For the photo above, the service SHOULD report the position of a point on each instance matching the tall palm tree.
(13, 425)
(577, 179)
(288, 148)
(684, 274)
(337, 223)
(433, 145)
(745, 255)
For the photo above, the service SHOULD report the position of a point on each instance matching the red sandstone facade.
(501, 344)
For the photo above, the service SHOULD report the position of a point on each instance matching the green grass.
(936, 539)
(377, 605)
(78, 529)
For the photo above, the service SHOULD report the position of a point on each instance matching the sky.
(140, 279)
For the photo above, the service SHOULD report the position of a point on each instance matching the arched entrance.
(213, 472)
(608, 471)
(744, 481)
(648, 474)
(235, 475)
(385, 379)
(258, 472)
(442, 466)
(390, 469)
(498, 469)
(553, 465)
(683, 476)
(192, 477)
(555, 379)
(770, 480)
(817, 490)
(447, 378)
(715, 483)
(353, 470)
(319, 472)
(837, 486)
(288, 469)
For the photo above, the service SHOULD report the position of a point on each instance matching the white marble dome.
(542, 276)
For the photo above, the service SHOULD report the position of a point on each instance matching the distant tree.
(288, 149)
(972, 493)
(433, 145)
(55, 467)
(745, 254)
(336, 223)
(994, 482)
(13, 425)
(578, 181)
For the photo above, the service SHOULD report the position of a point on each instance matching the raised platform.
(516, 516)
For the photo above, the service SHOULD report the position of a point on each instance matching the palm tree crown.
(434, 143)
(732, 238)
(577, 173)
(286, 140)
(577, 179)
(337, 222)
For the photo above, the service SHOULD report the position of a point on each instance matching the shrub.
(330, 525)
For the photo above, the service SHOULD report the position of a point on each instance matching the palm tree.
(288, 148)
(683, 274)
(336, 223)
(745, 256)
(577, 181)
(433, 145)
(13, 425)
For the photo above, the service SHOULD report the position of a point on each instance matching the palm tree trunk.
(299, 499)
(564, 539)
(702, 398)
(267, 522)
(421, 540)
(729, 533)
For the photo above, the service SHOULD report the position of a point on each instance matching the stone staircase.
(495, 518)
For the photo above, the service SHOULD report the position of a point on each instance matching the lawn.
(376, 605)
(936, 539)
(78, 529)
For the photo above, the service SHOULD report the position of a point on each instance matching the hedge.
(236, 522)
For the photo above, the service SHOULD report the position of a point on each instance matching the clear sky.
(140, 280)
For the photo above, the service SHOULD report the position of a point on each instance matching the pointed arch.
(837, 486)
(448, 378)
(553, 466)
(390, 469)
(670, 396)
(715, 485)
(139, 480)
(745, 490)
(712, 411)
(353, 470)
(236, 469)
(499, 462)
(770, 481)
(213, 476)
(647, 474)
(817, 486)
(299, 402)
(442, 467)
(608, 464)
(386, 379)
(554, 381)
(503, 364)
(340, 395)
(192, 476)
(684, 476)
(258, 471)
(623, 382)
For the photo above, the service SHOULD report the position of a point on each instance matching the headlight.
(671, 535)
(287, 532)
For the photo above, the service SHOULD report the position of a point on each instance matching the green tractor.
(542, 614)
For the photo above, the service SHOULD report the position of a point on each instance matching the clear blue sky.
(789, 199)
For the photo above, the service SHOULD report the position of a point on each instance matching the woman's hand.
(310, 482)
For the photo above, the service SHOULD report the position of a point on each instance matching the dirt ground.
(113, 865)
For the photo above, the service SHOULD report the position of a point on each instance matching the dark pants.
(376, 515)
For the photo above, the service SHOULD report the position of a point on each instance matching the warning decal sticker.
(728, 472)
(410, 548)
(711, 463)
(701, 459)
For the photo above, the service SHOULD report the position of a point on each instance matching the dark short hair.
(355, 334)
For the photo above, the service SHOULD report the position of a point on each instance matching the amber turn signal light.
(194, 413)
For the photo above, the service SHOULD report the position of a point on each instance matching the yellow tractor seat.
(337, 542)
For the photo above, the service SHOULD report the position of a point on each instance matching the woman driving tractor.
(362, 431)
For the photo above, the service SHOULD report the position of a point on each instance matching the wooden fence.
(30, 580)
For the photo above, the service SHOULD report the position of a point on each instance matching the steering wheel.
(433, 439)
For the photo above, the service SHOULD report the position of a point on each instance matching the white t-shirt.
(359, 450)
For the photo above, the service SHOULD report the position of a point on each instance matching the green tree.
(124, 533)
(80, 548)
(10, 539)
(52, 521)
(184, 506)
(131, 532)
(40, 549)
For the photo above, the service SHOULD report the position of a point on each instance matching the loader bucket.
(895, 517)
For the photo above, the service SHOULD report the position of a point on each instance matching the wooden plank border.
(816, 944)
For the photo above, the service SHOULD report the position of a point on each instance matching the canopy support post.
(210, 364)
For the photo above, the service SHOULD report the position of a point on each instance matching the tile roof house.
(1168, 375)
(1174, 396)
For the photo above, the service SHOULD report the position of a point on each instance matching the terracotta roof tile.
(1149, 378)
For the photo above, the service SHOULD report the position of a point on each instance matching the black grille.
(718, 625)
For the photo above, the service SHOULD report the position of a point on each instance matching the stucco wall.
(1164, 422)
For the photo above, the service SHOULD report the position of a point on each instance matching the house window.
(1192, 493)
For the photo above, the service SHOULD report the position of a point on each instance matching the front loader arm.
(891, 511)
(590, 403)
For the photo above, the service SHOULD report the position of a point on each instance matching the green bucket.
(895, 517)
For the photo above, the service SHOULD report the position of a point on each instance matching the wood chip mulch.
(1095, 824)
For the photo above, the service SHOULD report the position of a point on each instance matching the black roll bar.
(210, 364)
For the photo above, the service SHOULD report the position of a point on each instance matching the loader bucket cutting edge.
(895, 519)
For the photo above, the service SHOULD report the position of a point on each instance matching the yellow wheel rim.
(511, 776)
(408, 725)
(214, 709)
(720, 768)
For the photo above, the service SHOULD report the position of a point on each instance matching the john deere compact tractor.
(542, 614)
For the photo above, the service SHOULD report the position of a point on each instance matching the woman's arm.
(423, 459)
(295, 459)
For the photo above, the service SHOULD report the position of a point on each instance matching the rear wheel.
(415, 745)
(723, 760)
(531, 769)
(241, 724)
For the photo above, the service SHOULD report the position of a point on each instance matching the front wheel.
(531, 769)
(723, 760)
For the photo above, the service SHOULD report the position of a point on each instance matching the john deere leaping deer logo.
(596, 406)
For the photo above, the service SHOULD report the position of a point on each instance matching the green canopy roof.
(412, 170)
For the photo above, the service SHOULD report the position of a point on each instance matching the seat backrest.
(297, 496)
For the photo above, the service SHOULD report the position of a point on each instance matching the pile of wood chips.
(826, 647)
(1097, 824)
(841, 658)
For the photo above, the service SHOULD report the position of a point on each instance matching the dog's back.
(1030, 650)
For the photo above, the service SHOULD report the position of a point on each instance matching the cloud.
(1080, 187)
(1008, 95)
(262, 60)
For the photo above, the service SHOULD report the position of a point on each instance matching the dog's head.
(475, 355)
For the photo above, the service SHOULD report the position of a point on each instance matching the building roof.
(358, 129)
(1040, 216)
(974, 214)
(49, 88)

● Work required: Make an exact copy of every line in the data.

● Solved exercise:
For the photo above, the service SHOULD report the position of a point on each instance matching the tall palm tree.
(13, 425)
(577, 179)
(288, 148)
(684, 274)
(337, 223)
(433, 145)
(745, 255)
For the photo above, the service SHOULD report the position of a point on each instance matching the red sandstone facade.
(501, 344)
For the photo above, the service SHOULD report the position of a point on each instance matching the green grass.
(936, 539)
(377, 605)
(78, 529)
For the photo above, the service SHOULD report the position of a point on each instance matching the sky.
(140, 279)
For the photo above, the service SHOULD report the position of a point on each instance matching the arched entrance.
(213, 472)
(608, 471)
(744, 481)
(648, 474)
(235, 475)
(385, 379)
(258, 472)
(442, 466)
(390, 469)
(498, 469)
(553, 465)
(683, 476)
(192, 477)
(555, 379)
(770, 480)
(817, 490)
(447, 378)
(715, 483)
(353, 470)
(319, 472)
(837, 486)
(288, 469)
For the photo above, the service SHOULD report the position of a point on each instance matching the white marble dome.
(542, 276)
For the photo above, the service SHOULD report the position of a point on each instance matching the distant tree.
(288, 149)
(972, 493)
(433, 145)
(55, 467)
(745, 254)
(336, 223)
(994, 482)
(13, 425)
(578, 181)
For the photo above, the service SHOULD report the position of a point on each instance matching the raised platform.
(516, 516)
For the photo above, the service SHOULD report the position of a point on each instance matching the palm tree crown.
(434, 143)
(732, 238)
(577, 173)
(286, 140)
(577, 179)
(337, 222)
For the photo above, the service SHOULD report the position of a point on each instance matching the shrub.
(330, 525)
For the photo above, the service SHOULD report the position of a point on each instance matching the palm tree.
(288, 148)
(683, 274)
(336, 223)
(745, 256)
(577, 181)
(433, 145)
(13, 425)
For the photo above, the service SHOULD report the position of a point on each instance matching the palm tree trunk.
(299, 499)
(564, 539)
(702, 398)
(267, 522)
(421, 540)
(729, 533)
For the photo above, the service SHOULD report the position of a point on each instance matching the stone staircase.
(495, 518)
For the photo above, the service SHOULD report the position of a point on each instance matching the lawn.
(376, 605)
(936, 539)
(78, 529)
For the photo above, the service SHOULD report the position of a point on each instance matching the hedge.
(236, 522)
For the photo above, the service SHOULD report the position of a point on each instance matching the clear sky.
(140, 280)
For the photo above, the service SHOULD report the position of a point on each instance matching the pointed arch.
(837, 486)
(448, 378)
(553, 466)
(390, 469)
(670, 396)
(715, 485)
(139, 480)
(745, 490)
(712, 411)
(353, 470)
(236, 469)
(499, 462)
(770, 481)
(213, 476)
(647, 474)
(817, 486)
(299, 402)
(442, 467)
(608, 464)
(386, 379)
(554, 381)
(503, 364)
(340, 395)
(192, 476)
(684, 476)
(258, 471)
(623, 382)
For the photo above, the service SHOULD report the position of a point on each instance matching the headlight.
(671, 535)
(287, 532)
For the photo above, the service SHOULD report the position of a point on each instance matching the green tractor.
(542, 614)
For the photo above, the service SHOULD report the position of a point on each instance matching the clear blue sky.
(789, 199)
For the photo above, the service SHOULD report the position of a point on each instance matching the woman's hand.
(310, 482)
For the photo above, the service SHOULD report the position of a point on each instance matching the dirt ground.
(113, 865)
For the photo above, the service SHOULD report the position of a point on each instance matching the dark pants.
(376, 515)
For the photo above, the service SHOULD report the position of a point on each instance matching the warning decal sticker.
(728, 472)
(410, 548)
(711, 463)
(701, 459)
For the photo above, the service SHOULD report the position of a point on each instance matching the dark short hair.
(355, 334)
For the photo above, the service SHOULD report the position of a point on each instance matching the amber turn signal light.
(194, 413)
For the photo above, the service SHOULD report the position of a point on each instance matching the yellow tractor seat.
(337, 542)
For the photo above, the service SHOULD report the position of a point on each instance matching the woman driving tractor.
(362, 431)
For the photo above, the service SHOULD report the position of a point on each instance matching the wooden fence.
(30, 580)
For the photo above, the service SHOULD report the position of a point on each instance matching the steering wheel.
(433, 439)
For the photo above, the service SHOULD report the position of a point on each instance matching the white t-shirt.
(359, 450)
For the photo above, the service SHOULD report the position of a point on each instance matching the green tree.
(124, 533)
(80, 548)
(10, 539)
(52, 521)
(184, 506)
(131, 532)
(40, 549)
For the photo above, the service SHOULD report the position of a point on each instance matching the loader bucket.
(895, 517)
For the photo above, the service SHOULD report the position of a point on each instance matching the wooden plank border.
(816, 944)
For the photo above, the service SHOULD report the position of a point on each instance matching the canopy support post.
(210, 364)
For the photo above, the service SHOULD report the position of a point on each instance matching the tile roof house.
(1168, 375)
(1174, 396)
For the photo above, the service SHOULD report the position of a point on each instance matching the terracotta roof tile.
(1149, 378)
For the photo above, the service SHOULD report the position of a point on each instance matching the black grille.
(718, 625)
For the photo above, the service SHOULD report the position of a point on each instance matching the stucco wall.
(1164, 422)
For the photo above, the service SHOULD report the position of a point on each instance matching the house window.
(1192, 493)
For the photo above, the service SHOULD report the position of a point on each instance matching the front loader arm.
(891, 511)
(590, 403)
For the photo above, the service SHOULD report the position of a point on each instance matching the green bucket.
(895, 517)
For the photo above, the service SHOULD report the position of a point on each instance matching the wood chip mulch.
(1095, 824)
For the photo above, the service SHOULD report the position of a point on each instance matching the black roll bar.
(210, 364)
For the photo above, the service SHOULD report the position of a point on each instance matching the loader bucket cutting edge.
(895, 519)
For the photo above, the service SHOULD report the position of a point on each instance matching the yellow wheel rim.
(511, 776)
(408, 725)
(214, 709)
(720, 768)
For the photo above, the service SHOULD report the position of a point on each instance matching the john deere compact tractor.
(542, 614)
For the photo above, the service SHOULD report the position of a point on each instance matching the woman's arm.
(423, 459)
(295, 459)
For the photo above, the service SHOULD report the position of a point on each instance matching the rear wheel.
(415, 745)
(723, 760)
(531, 769)
(241, 724)
For the photo above, the service SHOULD report the position of a point on each instance matching the front wheel.
(531, 769)
(723, 760)
For the photo above, the service SHOULD report the position of a point on each instance matching the john deere leaping deer logo.
(596, 406)
For the photo above, the service SHOULD report the position of a point on each instance matching the green canopy roof.
(412, 170)
For the photo above, the service SHOULD report the position of a point on each instance matching the seat backrest.
(297, 496)
For the photo above, the service SHOULD report the position of a point on each instance matching the pile of wood chips.
(826, 647)
(1097, 824)
(841, 658)
For the photo above, the service SHOULD report the position of a point on each instance matching the dog's back.
(1030, 650)
For the photo above, the service SHOULD report the position of a point on each instance matching the cloud.
(1080, 187)
(1008, 95)
(262, 60)
For the photo above, the service SHOULD report the position of a point on each instance matching the dog's head.
(475, 355)
For the photo above, the service SHOULD report the position of a point on each instance matching the building roof.
(358, 129)
(1040, 216)
(974, 214)
(49, 88)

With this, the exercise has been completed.